*What you have to do*:
Write out the entire listing below exactly as it appears, minus any pictures.

*Provided data*:
--*--

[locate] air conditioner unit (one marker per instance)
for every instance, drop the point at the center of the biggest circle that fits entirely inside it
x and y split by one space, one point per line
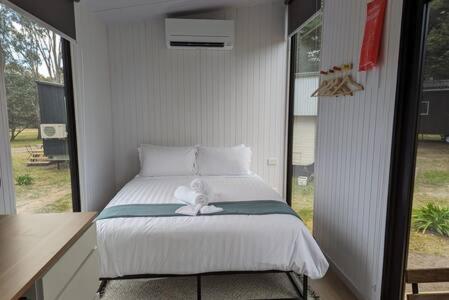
195 33
53 131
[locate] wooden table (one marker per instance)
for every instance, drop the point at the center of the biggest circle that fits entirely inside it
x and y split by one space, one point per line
30 245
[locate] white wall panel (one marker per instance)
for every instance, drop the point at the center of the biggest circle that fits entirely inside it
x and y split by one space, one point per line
210 97
305 105
93 110
354 144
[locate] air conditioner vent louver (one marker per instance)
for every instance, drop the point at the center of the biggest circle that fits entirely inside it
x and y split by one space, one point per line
49 131
199 33
197 44
53 131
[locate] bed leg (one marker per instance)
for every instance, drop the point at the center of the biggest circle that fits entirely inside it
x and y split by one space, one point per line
198 287
102 288
305 287
302 293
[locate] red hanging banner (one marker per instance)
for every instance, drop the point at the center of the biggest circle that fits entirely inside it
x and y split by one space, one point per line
372 38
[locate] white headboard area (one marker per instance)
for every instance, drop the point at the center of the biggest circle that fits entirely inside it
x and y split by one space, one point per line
200 96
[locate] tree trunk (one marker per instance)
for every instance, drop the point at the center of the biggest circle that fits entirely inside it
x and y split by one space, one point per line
13 135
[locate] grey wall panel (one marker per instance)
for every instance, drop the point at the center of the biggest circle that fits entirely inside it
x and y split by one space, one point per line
93 111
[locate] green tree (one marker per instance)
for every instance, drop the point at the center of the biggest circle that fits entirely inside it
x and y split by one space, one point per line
27 47
22 101
437 51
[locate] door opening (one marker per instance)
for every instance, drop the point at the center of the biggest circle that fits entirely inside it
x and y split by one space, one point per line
39 101
303 117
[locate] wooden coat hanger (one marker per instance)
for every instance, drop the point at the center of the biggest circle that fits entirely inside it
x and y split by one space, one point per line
347 81
322 86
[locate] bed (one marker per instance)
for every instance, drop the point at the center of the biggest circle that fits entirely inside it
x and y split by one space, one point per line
145 247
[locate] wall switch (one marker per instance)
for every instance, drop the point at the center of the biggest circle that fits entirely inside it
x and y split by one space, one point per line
272 161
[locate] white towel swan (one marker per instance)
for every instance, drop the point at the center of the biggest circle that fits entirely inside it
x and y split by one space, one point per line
190 197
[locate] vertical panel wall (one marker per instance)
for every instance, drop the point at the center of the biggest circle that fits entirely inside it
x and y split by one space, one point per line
211 97
354 144
93 110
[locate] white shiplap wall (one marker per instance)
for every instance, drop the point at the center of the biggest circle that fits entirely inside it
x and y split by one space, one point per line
354 144
305 105
210 97
93 110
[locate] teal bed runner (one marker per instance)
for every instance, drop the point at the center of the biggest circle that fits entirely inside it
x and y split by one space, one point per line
259 207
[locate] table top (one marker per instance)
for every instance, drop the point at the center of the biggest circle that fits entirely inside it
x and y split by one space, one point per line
31 244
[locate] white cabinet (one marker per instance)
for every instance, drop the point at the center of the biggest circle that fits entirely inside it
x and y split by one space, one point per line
75 275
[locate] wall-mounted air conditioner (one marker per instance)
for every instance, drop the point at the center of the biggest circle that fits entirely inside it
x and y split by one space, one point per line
53 131
196 33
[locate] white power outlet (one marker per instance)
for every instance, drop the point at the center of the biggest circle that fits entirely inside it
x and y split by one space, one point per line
272 161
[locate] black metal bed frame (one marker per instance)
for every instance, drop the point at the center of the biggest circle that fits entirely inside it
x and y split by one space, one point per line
302 293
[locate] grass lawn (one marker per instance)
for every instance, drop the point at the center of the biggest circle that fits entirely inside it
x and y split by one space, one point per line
431 185
302 202
50 190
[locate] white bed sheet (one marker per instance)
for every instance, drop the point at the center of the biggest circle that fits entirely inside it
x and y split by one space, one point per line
189 245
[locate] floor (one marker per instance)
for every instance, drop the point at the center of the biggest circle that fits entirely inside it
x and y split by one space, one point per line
331 288
260 286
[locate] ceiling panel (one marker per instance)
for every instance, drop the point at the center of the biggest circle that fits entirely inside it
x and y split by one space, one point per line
133 10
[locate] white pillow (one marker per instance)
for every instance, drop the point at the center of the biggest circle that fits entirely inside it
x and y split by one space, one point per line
166 161
224 161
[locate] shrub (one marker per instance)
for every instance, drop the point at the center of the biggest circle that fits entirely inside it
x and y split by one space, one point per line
24 180
433 218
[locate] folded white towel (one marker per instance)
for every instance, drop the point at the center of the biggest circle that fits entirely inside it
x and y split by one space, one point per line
210 209
190 210
188 196
199 186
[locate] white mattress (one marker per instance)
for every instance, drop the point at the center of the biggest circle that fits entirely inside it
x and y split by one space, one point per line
199 244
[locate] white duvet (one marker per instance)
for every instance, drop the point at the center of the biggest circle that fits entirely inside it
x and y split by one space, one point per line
199 244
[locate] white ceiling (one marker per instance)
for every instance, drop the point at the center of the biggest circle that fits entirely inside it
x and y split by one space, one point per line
133 10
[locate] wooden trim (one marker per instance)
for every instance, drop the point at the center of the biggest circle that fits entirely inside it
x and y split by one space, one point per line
31 244
429 296
427 275
403 153
71 126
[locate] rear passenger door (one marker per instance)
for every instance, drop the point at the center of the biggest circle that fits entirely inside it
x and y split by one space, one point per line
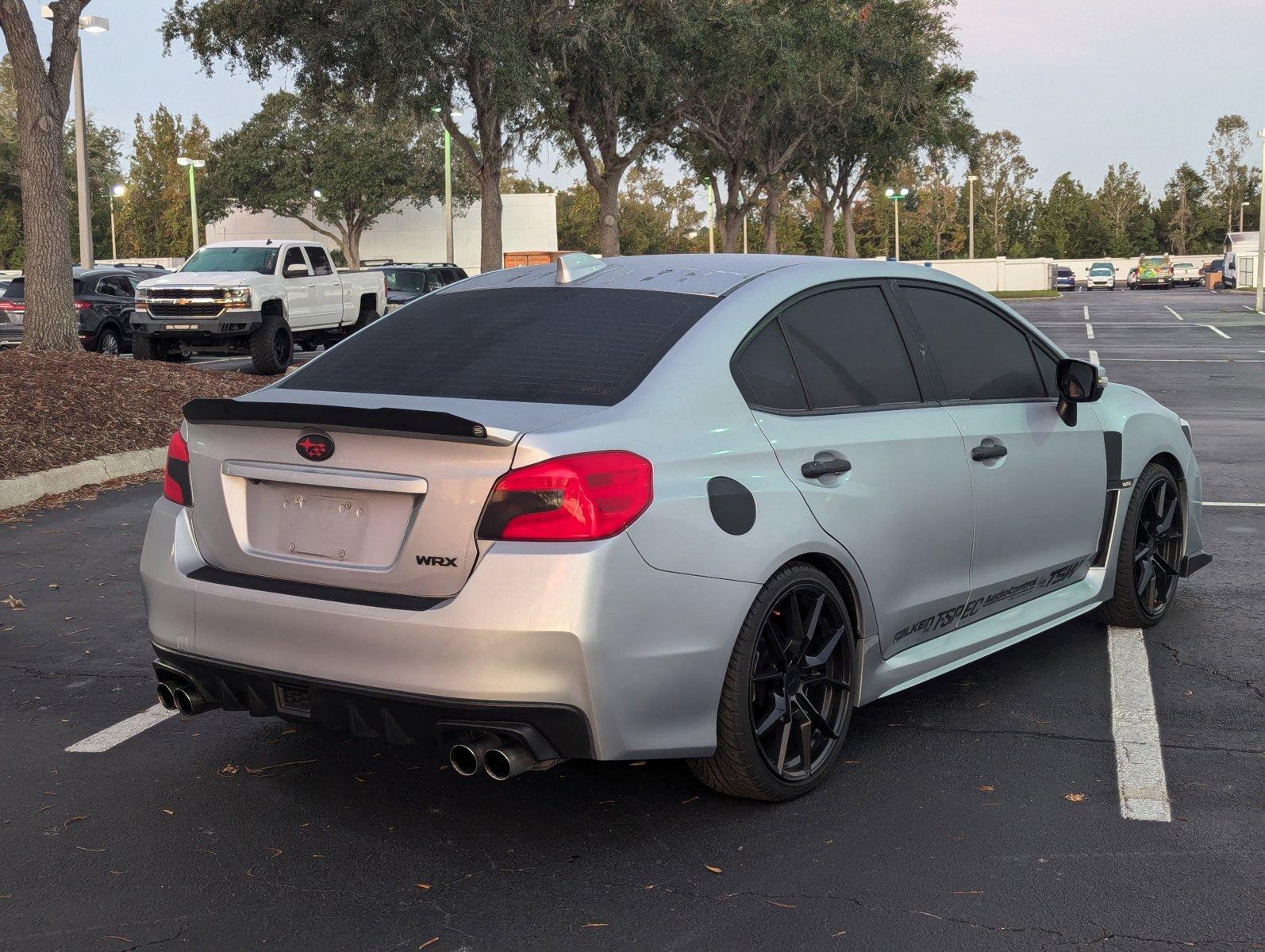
302 308
1039 485
832 386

--*--

*Result below*:
[locate] air conditioner unit (one marker per instance)
for every instance, drop the point at the center of the biggest circle that fits entirely inside it
x and y split by one space, one point per line
195 33
53 131
[locate] wooden table (one marker per instance)
for every instance, drop the point at the center of the biggest circle that fits entirely inside it
x and y split by one space, one point per line
30 245
[locate] white wall panel (one marker per instance)
for every instance, drop the point at the center of the biggest circle that fits entirely inside it
x and y split by one space, one point per line
210 97
305 105
93 110
354 144
[locate] air conditioner vent louver (one marker per instance)
for every instance, drop the point at the center of the biggest circle that fits entirely inside it
x and y split by one space, one point per line
49 131
199 33
197 44
53 131
[locate] bed leg (one marker per instance)
for every instance, drop the point at the center of the biggest circle that fits entirely inside it
x and y split by one space, one point per line
198 287
102 288
305 287
302 293
[locate] red hanging banner (one marker per instance)
for every instance, drop the point at the center of the biggest circle that fits entirely inside it
x and y split by one space, one point per line
372 38
[locate] white headboard area (one marker per instance)
for every instance, drop the point at the center of the biggest circle that fits entirely inside it
x and y split by one space, one point per line
200 96
[locate] tree trunk (one marker per instance)
for every instance, drop the point at the center of the biggest circle that fits entirely inside it
x and y split by one space, one point per line
13 135
[locate] grey wall panel (one marker per instance)
for every instance, drop the point at the center of the biggest circle that fits entirely inside it
x and y split by one space, one point per line
93 111
[locate] green tree (one marker per instance)
for every instance, drop the point at the center of the biggest circle that fits entirely inside it
x and y split by one space, one point per line
27 47
22 101
437 51
[locate] door opening (one marker per instance)
for every instance, drop the point at the center of the biggest circle that fits entirely inside it
x and y split by one space, one point per line
39 101
303 117
[locate] wooden coat hanger (one marker per instance)
for every instance, drop the point at the center of the biggest circle that fits entirely inside it
x and y split by one space, one point per line
347 81
322 86
[locate] bed (one marker per instance)
for every instance, drop the point at the center of the biggest circle that fits entirely inside it
x and y split by one space, one point per line
145 247
[locate] wall switch (one marker per instance)
for every instance, drop the point at the center of the biggest circle that fits entirely inside it
x and y split by one space, one point per line
272 161
[locate] white towel swan (one marker per instance)
for every instance, drop the point at the center of the biggest circle that fits entirely inside it
x and y split by one space, one point per line
190 197
[locate] vertical panel wall (one marker per instance)
for every instance, drop the point at the center of the biggest circle that fits entirely inside it
x and y split by one space, one point per line
211 97
354 144
93 110
[locate] white shiplap wall (one marker per instance)
for every instance, drop the point at the center of the biggest circle that fits entirely inside it
x and y split by one space, one point per line
354 144
305 105
210 97
93 110
[locate] teal bed runner (one marker per instance)
for every instance, drop the point at the center of the biggest circle that fits entirely inside it
x and y split by one space, one point per line
259 207
[locate] table top (one marker per instance)
for every instance, drop the point at the center of the biggest circle that fits entirely inside it
x and y split by one space, one point per line
31 244
[locate] white cabinet (one marker per instance)
for every instance, drop the point at the center of the biggest circle that fits entirely inside it
x and y split by one space, one point per line
75 275
[locate] wall-mounted air conditioner (one marker per instance)
for every instance, drop the point at the center of the biggest circle that fits entirely inside it
x and y split by one space, one point per line
53 131
196 33
[locate] white power outlet (one marker per instance)
for every instance, drop the point at the center of the biggest circle that fits entirely inside it
x and y split by one space, one point per line
272 161
[locate] black metal bed frame (one marker per instance)
for every instance, drop the point at the center of the biggest circle that fits entirely inside it
x and y split by one space, one point per line
302 293
[locate] grass lawn (one marker per instance)
for every instance, drop the point at the center of the biggest circle that fits entirely inside it
x and y split by one space, one point per line
431 185
302 202
50 190
[locate] white bed sheet (one marker per instance)
for every instance, drop the point at the center of the biggest circle that fits entirely inside it
x and y split by one space, one point per line
189 245
[locate] floor (one marker per instance)
for every instance, drop the point at the center of the biggest circle that fits entirely inside it
x and y split by one space, one point per line
331 288
260 286
[locate] ceiling panel (one marker per instance)
for every instance, drop the point at the center of the biggest circle that fits entirely inside it
x and y split by one space, one point per line
133 10
[locate] white pillow (one marker per instance)
for every instance, drop the point at the center of the biggest circle that fits entirely inside it
x and y split by one space, one point per line
166 161
224 161
[locate] shrub (one marker per instance)
for every instance, drop the point at the center of the biggest circle that fits entirely inside it
x and y split by one space, one point per line
24 180
433 218
[locate] folded white towel (one marker per instance)
for every instance, drop the point at the center of the biggest circle that fits entirely inside it
x and y split by one space, one point per line
210 209
190 210
188 196
199 186
[locate] white mattress (one marker per instance)
for every instance, drop the point at the center of the biggest circle that fits entirely inside it
x and y split by one space, one point per line
199 244
[locate] white duvet (one marker per instance)
for every instance, drop the point at the center of the biggest circle that fits entirely inside it
x and y split by one space, one point per line
199 244
[locate] white ceiling (one marker per instance)
for every instance, drop the point at the center of the biggest circle that fits entirely inside it
x and y split by one space, one point per line
133 10
[locate] wooden trim (one marker per instance)
for every instance, drop the point at the center of the biggest circle that fits entirely inside it
x and y split by one space, one point per line
31 244
429 296
427 275
403 153
71 126
[locate] rear passenger door (one marker per instance)
for every instance, drop the point at the center of the biggest circle that fits entirely inside it
x and y split by one space, one point per line
302 308
1039 485
832 386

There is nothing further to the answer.